RECORDS TO USE:

/---

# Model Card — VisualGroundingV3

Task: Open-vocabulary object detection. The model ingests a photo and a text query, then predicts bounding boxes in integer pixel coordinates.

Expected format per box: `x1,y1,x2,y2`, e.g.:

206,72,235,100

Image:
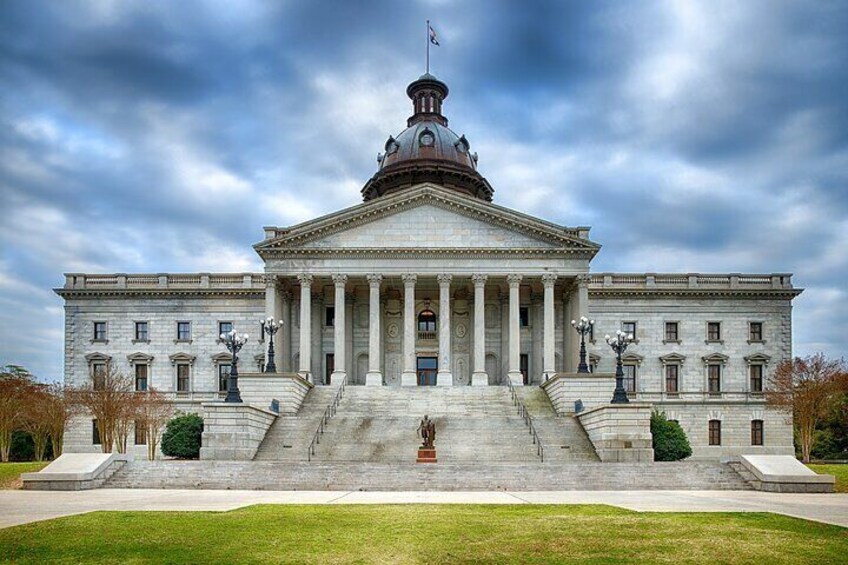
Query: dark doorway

\---

BRIEF: The result should be the full set of entries above, restated exactly and without images.

ANSWER TO THIS TASK:
# Model Card — VisualGroundingV3

Task: Open-vocabulary object detection. The model ingests a photo and a text query, then predicts bounding boxes in integer pixel coordinates.

Expected format per box: `x1,y1,x2,y2`, e.g.:

206,72,235,100

Image:
Query: dark doorway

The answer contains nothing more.